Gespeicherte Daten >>
——————————

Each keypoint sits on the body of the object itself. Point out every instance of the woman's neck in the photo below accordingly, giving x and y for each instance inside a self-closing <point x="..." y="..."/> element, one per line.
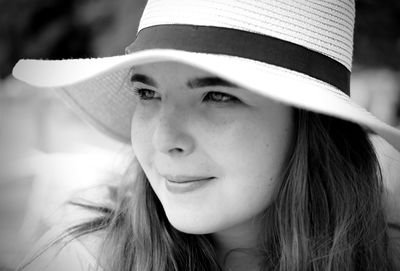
<point x="244" y="238"/>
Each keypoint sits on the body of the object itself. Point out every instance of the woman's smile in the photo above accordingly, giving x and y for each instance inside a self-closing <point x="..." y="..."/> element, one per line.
<point x="229" y="145"/>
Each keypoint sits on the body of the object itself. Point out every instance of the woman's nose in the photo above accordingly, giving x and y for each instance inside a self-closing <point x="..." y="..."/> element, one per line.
<point x="171" y="135"/>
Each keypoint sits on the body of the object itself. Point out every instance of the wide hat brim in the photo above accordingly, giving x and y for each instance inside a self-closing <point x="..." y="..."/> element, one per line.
<point x="98" y="88"/>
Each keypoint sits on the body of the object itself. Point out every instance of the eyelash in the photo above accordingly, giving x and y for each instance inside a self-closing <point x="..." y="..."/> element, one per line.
<point x="140" y="91"/>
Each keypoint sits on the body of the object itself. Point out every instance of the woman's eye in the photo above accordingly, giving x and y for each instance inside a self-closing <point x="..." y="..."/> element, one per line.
<point x="145" y="94"/>
<point x="219" y="97"/>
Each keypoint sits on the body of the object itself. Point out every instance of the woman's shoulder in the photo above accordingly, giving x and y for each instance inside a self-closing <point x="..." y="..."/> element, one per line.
<point x="67" y="254"/>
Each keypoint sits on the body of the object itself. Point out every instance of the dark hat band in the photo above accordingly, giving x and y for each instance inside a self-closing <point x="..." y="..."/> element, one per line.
<point x="227" y="41"/>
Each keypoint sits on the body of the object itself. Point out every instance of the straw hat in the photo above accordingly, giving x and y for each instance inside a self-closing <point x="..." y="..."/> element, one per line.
<point x="294" y="51"/>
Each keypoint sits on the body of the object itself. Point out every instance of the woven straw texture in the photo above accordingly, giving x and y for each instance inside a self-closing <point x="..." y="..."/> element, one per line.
<point x="325" y="26"/>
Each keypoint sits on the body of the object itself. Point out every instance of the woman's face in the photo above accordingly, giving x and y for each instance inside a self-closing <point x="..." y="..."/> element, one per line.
<point x="190" y="125"/>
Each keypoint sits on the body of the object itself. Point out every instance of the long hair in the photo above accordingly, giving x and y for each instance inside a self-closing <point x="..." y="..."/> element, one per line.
<point x="328" y="212"/>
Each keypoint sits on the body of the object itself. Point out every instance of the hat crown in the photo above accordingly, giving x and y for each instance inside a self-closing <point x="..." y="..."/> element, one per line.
<point x="324" y="26"/>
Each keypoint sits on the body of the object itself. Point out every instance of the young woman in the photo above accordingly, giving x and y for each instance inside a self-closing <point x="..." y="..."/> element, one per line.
<point x="248" y="152"/>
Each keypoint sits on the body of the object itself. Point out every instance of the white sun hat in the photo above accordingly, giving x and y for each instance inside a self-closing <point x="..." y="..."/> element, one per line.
<point x="294" y="51"/>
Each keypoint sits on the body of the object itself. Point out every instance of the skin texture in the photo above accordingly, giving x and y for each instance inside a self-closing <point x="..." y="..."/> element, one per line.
<point x="179" y="130"/>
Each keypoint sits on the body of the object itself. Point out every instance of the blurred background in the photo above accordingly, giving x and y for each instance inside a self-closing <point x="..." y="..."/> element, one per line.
<point x="48" y="155"/>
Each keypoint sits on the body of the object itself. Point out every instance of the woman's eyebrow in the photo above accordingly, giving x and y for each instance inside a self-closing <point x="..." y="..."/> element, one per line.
<point x="141" y="78"/>
<point x="209" y="81"/>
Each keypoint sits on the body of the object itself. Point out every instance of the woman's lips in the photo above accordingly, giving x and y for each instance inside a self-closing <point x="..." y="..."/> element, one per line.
<point x="185" y="186"/>
<point x="185" y="178"/>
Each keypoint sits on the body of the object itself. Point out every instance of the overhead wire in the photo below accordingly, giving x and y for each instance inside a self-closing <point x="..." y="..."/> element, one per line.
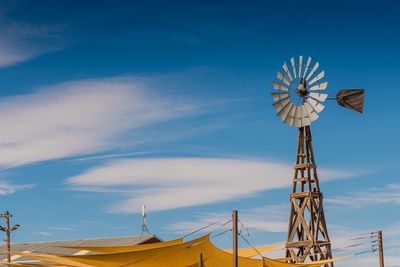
<point x="207" y="226"/>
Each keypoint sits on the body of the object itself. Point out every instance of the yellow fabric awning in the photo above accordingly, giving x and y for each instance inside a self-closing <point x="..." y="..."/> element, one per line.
<point x="180" y="255"/>
<point x="116" y="249"/>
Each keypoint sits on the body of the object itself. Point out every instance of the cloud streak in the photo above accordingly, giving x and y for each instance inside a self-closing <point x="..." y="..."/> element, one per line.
<point x="22" y="41"/>
<point x="169" y="183"/>
<point x="252" y="219"/>
<point x="390" y="194"/>
<point x="80" y="117"/>
<point x="7" y="188"/>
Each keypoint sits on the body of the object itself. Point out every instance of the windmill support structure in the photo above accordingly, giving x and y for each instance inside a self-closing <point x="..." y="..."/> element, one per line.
<point x="308" y="238"/>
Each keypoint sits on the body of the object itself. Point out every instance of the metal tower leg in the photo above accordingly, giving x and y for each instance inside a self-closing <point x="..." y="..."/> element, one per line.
<point x="308" y="238"/>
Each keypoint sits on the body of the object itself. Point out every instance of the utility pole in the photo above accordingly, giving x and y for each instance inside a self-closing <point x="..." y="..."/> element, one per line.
<point x="380" y="242"/>
<point x="144" y="230"/>
<point x="235" y="237"/>
<point x="7" y="216"/>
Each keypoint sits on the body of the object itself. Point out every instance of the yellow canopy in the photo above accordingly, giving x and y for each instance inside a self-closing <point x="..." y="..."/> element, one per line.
<point x="180" y="255"/>
<point x="114" y="249"/>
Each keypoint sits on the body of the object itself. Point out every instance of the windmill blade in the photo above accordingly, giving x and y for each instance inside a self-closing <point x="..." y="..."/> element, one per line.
<point x="318" y="107"/>
<point x="279" y="105"/>
<point x="319" y="96"/>
<point x="300" y="65"/>
<point x="282" y="77"/>
<point x="285" y="111"/>
<point x="286" y="69"/>
<point x="317" y="78"/>
<point x="279" y="95"/>
<point x="313" y="116"/>
<point x="293" y="67"/>
<point x="321" y="86"/>
<point x="279" y="86"/>
<point x="307" y="66"/>
<point x="352" y="99"/>
<point x="312" y="71"/>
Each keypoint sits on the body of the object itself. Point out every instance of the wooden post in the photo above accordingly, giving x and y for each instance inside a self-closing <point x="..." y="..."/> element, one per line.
<point x="380" y="241"/>
<point x="7" y="216"/>
<point x="200" y="260"/>
<point x="235" y="237"/>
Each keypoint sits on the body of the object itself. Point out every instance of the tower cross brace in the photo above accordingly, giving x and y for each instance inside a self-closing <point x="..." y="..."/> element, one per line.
<point x="308" y="238"/>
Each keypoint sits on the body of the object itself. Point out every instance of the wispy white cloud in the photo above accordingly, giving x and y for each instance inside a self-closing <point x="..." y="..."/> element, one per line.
<point x="389" y="194"/>
<point x="80" y="117"/>
<point x="168" y="183"/>
<point x="8" y="188"/>
<point x="22" y="41"/>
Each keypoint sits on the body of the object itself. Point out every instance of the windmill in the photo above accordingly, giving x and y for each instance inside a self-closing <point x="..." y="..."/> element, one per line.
<point x="298" y="98"/>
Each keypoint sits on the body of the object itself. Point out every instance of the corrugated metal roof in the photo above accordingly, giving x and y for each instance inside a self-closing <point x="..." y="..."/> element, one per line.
<point x="51" y="246"/>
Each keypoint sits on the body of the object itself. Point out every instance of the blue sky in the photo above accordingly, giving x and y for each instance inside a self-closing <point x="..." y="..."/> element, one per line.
<point x="167" y="103"/>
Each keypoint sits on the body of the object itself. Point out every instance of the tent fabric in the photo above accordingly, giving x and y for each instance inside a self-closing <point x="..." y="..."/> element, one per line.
<point x="180" y="255"/>
<point x="251" y="252"/>
<point x="115" y="249"/>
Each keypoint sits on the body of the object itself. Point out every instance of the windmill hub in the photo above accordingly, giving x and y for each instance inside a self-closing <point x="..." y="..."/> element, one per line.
<point x="301" y="89"/>
<point x="298" y="99"/>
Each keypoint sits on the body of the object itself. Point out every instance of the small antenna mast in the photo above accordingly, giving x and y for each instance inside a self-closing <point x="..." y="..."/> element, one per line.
<point x="144" y="230"/>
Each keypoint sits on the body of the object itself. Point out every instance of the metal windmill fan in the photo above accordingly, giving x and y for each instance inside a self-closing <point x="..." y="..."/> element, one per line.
<point x="299" y="94"/>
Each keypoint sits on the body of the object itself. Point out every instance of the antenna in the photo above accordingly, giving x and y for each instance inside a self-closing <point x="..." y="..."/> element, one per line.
<point x="144" y="230"/>
<point x="298" y="99"/>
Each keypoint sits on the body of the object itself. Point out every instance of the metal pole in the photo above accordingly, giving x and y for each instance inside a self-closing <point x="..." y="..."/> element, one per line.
<point x="235" y="237"/>
<point x="381" y="261"/>
<point x="200" y="260"/>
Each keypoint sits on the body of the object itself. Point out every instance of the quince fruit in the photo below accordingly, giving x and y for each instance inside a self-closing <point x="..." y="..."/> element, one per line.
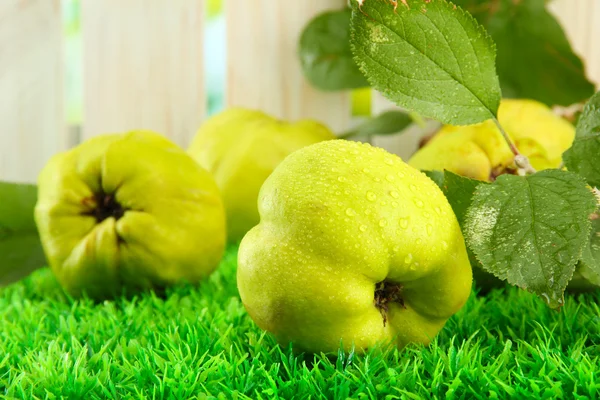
<point x="480" y="152"/>
<point x="241" y="148"/>
<point x="128" y="212"/>
<point x="353" y="246"/>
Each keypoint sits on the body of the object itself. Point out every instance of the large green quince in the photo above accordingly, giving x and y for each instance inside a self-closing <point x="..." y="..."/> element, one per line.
<point x="480" y="152"/>
<point x="241" y="148"/>
<point x="127" y="212"/>
<point x="353" y="247"/>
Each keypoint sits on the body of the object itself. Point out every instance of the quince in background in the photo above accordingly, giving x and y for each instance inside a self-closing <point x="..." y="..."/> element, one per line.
<point x="480" y="152"/>
<point x="127" y="212"/>
<point x="355" y="246"/>
<point x="241" y="148"/>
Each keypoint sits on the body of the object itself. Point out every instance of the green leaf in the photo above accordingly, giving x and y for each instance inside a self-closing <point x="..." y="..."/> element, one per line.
<point x="535" y="59"/>
<point x="20" y="247"/>
<point x="531" y="230"/>
<point x="436" y="176"/>
<point x="459" y="191"/>
<point x="386" y="123"/>
<point x="429" y="57"/>
<point x="590" y="257"/>
<point x="584" y="156"/>
<point x="325" y="54"/>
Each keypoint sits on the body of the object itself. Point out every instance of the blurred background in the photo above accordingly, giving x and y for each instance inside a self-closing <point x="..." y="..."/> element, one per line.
<point x="73" y="69"/>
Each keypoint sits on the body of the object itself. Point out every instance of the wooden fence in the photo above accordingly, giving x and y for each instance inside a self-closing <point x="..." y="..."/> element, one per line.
<point x="143" y="68"/>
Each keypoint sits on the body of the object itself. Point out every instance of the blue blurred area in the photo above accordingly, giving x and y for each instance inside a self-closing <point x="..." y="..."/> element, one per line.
<point x="214" y="60"/>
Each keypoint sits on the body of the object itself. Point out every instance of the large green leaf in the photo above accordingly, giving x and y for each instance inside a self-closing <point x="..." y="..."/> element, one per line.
<point x="535" y="59"/>
<point x="427" y="56"/>
<point x="325" y="54"/>
<point x="20" y="248"/>
<point x="584" y="156"/>
<point x="590" y="257"/>
<point x="531" y="230"/>
<point x="387" y="123"/>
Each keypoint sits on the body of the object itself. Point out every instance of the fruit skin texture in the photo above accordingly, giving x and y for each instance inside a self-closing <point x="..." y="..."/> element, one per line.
<point x="241" y="148"/>
<point x="172" y="229"/>
<point x="480" y="152"/>
<point x="337" y="218"/>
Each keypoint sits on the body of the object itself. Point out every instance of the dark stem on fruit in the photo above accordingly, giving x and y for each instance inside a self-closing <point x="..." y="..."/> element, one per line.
<point x="107" y="206"/>
<point x="521" y="161"/>
<point x="387" y="292"/>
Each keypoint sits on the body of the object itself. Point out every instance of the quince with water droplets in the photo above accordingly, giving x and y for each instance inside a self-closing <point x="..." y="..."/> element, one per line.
<point x="241" y="148"/>
<point x="354" y="247"/>
<point x="127" y="212"/>
<point x="480" y="152"/>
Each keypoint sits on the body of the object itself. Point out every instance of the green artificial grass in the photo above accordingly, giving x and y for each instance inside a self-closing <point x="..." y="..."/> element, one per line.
<point x="200" y="343"/>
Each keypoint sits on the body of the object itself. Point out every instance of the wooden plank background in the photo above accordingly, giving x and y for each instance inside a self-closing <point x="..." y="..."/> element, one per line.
<point x="31" y="87"/>
<point x="262" y="64"/>
<point x="144" y="68"/>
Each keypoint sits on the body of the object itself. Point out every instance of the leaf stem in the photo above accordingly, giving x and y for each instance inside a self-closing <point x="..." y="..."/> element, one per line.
<point x="521" y="161"/>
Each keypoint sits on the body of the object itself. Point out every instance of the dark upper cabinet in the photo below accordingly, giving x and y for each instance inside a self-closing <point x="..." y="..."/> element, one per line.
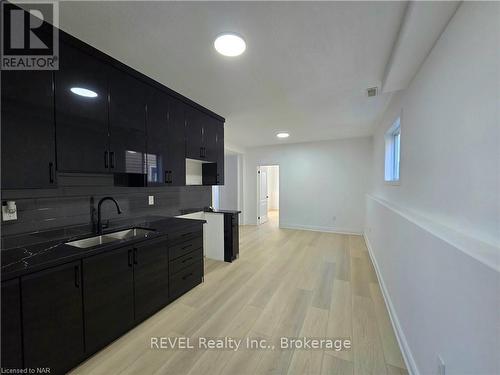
<point x="127" y="123"/>
<point x="177" y="142"/>
<point x="158" y="143"/>
<point x="210" y="133"/>
<point x="108" y="293"/>
<point x="12" y="350"/>
<point x="220" y="153"/>
<point x="213" y="172"/>
<point x="166" y="161"/>
<point x="202" y="132"/>
<point x="150" y="277"/>
<point x="194" y="134"/>
<point x="28" y="132"/>
<point x="52" y="318"/>
<point x="81" y="112"/>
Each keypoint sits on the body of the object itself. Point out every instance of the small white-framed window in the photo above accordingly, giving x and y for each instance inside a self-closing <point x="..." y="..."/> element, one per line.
<point x="392" y="151"/>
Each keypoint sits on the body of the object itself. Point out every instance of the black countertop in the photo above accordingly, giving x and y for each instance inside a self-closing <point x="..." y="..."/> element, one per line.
<point x="231" y="212"/>
<point x="29" y="253"/>
<point x="206" y="209"/>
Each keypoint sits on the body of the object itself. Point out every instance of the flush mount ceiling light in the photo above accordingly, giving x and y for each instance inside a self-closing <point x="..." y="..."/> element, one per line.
<point x="282" y="135"/>
<point x="230" y="44"/>
<point x="83" y="92"/>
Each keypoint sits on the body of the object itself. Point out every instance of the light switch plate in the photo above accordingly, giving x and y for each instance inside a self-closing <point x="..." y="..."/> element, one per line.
<point x="9" y="211"/>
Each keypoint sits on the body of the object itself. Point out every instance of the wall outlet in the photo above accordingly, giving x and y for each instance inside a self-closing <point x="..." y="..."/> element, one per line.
<point x="441" y="366"/>
<point x="9" y="210"/>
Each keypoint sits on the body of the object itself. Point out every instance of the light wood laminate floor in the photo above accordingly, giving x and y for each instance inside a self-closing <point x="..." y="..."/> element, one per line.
<point x="286" y="283"/>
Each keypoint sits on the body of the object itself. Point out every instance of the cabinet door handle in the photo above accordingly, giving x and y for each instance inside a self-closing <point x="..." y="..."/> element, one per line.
<point x="77" y="276"/>
<point x="51" y="172"/>
<point x="130" y="258"/>
<point x="112" y="157"/>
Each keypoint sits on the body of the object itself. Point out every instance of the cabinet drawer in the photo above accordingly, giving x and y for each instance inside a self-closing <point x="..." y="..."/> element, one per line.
<point x="184" y="261"/>
<point x="183" y="248"/>
<point x="185" y="234"/>
<point x="185" y="280"/>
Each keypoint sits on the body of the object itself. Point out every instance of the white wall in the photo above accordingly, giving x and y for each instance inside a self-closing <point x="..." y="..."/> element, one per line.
<point x="228" y="193"/>
<point x="435" y="237"/>
<point x="318" y="181"/>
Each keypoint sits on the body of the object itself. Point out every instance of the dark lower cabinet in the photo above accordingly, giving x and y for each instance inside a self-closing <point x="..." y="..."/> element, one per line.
<point x="150" y="277"/>
<point x="55" y="318"/>
<point x="28" y="130"/>
<point x="108" y="292"/>
<point x="231" y="236"/>
<point x="12" y="351"/>
<point x="52" y="318"/>
<point x="186" y="279"/>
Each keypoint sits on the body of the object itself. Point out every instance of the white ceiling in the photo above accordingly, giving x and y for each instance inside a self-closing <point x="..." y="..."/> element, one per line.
<point x="305" y="69"/>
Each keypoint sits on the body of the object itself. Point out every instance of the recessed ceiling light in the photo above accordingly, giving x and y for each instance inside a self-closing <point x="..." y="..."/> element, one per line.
<point x="283" y="135"/>
<point x="83" y="92"/>
<point x="230" y="45"/>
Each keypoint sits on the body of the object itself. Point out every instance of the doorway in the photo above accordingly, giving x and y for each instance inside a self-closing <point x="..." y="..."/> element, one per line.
<point x="268" y="194"/>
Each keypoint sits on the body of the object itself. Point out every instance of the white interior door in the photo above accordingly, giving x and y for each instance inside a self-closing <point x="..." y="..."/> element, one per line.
<point x="263" y="196"/>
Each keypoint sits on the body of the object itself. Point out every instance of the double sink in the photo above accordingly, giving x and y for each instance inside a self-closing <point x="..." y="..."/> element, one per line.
<point x="126" y="234"/>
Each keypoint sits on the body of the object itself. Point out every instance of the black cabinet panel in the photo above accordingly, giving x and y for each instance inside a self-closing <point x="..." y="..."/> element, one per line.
<point x="150" y="278"/>
<point x="52" y="318"/>
<point x="81" y="120"/>
<point x="231" y="237"/>
<point x="210" y="132"/>
<point x="177" y="142"/>
<point x="194" y="134"/>
<point x="28" y="131"/>
<point x="127" y="123"/>
<point x="166" y="142"/>
<point x="12" y="355"/>
<point x="220" y="153"/>
<point x="108" y="293"/>
<point x="158" y="143"/>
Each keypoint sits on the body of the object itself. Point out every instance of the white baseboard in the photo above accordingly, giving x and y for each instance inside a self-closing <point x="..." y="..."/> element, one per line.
<point x="321" y="229"/>
<point x="400" y="336"/>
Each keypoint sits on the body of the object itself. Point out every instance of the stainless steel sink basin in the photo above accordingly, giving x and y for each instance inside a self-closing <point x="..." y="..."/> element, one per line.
<point x="127" y="234"/>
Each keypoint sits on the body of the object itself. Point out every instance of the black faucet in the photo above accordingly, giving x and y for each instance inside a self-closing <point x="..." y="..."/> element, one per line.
<point x="99" y="224"/>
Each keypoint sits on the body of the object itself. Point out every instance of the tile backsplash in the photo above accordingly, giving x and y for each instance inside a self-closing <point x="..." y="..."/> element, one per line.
<point x="72" y="202"/>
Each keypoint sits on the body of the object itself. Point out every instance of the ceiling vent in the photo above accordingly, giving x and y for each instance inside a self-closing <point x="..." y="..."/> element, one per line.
<point x="372" y="91"/>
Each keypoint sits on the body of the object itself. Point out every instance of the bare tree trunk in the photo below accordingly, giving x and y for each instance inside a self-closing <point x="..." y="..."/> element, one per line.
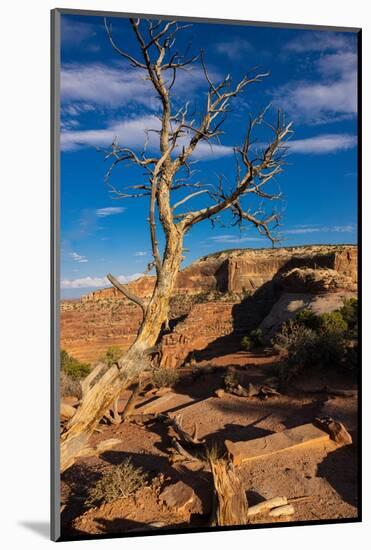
<point x="101" y="395"/>
<point x="231" y="506"/>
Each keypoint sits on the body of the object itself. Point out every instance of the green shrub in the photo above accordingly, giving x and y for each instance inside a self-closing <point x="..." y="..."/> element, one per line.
<point x="70" y="387"/>
<point x="112" y="355"/>
<point x="254" y="340"/>
<point x="116" y="482"/>
<point x="164" y="378"/>
<point x="333" y="322"/>
<point x="231" y="379"/>
<point x="73" y="367"/>
<point x="309" y="319"/>
<point x="246" y="343"/>
<point x="349" y="312"/>
<point x="257" y="337"/>
<point x="302" y="348"/>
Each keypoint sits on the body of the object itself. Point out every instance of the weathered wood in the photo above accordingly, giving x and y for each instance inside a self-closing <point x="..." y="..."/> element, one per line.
<point x="164" y="403"/>
<point x="287" y="510"/>
<point x="130" y="404"/>
<point x="266" y="505"/>
<point x="232" y="506"/>
<point x="335" y="429"/>
<point x="67" y="411"/>
<point x="307" y="434"/>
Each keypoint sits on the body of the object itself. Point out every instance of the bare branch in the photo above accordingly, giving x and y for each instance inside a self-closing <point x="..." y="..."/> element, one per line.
<point x="126" y="292"/>
<point x="188" y="197"/>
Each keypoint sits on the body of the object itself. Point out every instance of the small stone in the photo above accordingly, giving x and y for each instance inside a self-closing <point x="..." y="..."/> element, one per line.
<point x="178" y="496"/>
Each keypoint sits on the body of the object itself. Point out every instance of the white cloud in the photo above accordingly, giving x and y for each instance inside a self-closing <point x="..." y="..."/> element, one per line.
<point x="132" y="133"/>
<point x="102" y="85"/>
<point x="234" y="49"/>
<point x="322" y="144"/>
<point x="96" y="282"/>
<point x="333" y="95"/>
<point x="119" y="85"/>
<point x="78" y="257"/>
<point x="109" y="211"/>
<point x="318" y="102"/>
<point x="319" y="41"/>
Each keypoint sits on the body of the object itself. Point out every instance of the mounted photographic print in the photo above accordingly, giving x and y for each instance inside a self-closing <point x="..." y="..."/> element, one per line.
<point x="205" y="255"/>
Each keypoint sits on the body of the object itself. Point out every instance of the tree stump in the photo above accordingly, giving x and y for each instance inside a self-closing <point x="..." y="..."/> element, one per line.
<point x="231" y="502"/>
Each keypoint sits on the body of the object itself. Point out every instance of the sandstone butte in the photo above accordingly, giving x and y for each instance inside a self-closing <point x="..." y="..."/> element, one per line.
<point x="217" y="300"/>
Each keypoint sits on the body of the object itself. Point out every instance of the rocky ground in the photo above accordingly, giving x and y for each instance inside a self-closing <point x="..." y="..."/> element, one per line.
<point x="217" y="301"/>
<point x="223" y="293"/>
<point x="324" y="472"/>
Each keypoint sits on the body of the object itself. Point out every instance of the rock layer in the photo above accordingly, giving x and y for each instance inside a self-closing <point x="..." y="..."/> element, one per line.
<point x="224" y="293"/>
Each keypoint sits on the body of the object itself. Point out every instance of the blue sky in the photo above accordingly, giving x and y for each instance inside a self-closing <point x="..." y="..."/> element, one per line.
<point x="312" y="78"/>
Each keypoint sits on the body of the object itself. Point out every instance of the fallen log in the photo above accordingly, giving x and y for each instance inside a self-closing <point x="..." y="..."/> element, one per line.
<point x="266" y="506"/>
<point x="231" y="502"/>
<point x="131" y="402"/>
<point x="307" y="434"/>
<point x="66" y="411"/>
<point x="280" y="511"/>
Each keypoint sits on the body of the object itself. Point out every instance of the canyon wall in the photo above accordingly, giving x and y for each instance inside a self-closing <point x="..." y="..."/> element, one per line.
<point x="219" y="295"/>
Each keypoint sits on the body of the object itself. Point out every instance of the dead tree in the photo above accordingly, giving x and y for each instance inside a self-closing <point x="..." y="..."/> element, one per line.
<point x="170" y="175"/>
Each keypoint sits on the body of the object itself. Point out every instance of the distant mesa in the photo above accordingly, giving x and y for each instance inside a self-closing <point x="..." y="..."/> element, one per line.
<point x="220" y="295"/>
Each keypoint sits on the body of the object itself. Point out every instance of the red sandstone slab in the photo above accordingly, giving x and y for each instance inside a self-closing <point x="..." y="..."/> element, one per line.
<point x="165" y="403"/>
<point x="294" y="438"/>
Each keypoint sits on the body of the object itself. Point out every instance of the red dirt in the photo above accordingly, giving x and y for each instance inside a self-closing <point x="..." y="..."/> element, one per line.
<point x="327" y="473"/>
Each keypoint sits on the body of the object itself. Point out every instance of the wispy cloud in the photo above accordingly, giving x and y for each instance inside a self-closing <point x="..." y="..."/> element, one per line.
<point x="96" y="282"/>
<point x="333" y="95"/>
<point x="349" y="228"/>
<point x="234" y="49"/>
<point x="73" y="33"/>
<point x="319" y="41"/>
<point x="322" y="144"/>
<point x="109" y="211"/>
<point x="232" y="239"/>
<point x="132" y="133"/>
<point x="78" y="257"/>
<point x="119" y="85"/>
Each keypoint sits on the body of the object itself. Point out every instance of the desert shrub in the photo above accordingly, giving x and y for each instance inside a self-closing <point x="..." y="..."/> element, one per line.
<point x="246" y="343"/>
<point x="309" y="319"/>
<point x="118" y="481"/>
<point x="351" y="358"/>
<point x="112" y="355"/>
<point x="69" y="386"/>
<point x="164" y="378"/>
<point x="254" y="340"/>
<point x="349" y="312"/>
<point x="333" y="322"/>
<point x="73" y="367"/>
<point x="231" y="379"/>
<point x="322" y="346"/>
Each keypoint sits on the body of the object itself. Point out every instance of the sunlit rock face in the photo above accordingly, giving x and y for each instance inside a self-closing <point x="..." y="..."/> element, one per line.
<point x="222" y="294"/>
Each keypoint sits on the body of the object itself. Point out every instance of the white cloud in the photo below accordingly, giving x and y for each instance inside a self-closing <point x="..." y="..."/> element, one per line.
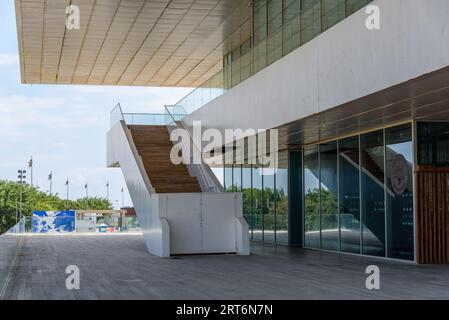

——————————

ZU ERLEDIGENDE AUFGABE >> Geben Sie jede Zeile der obigen Daten vollständig wieder, die die Zeichenfolge „wispy“ enthält. Dabei ist die Groß- und Kleinschreibung zu beachten.

ANTWORT >>
Each keypoint sits on the body of the object itself. Point out every instance of the wispy white cloud in the photo above accordingly, giving x and y for each instance inside a self-closing <point x="..." y="..."/> element, one per line.
Each keypoint sits on the body of the object itself. Point out every instance of the wispy cloud in the photo above accordingly, giving x and y for each instance inside a self-closing <point x="..." y="..."/> element, one per line.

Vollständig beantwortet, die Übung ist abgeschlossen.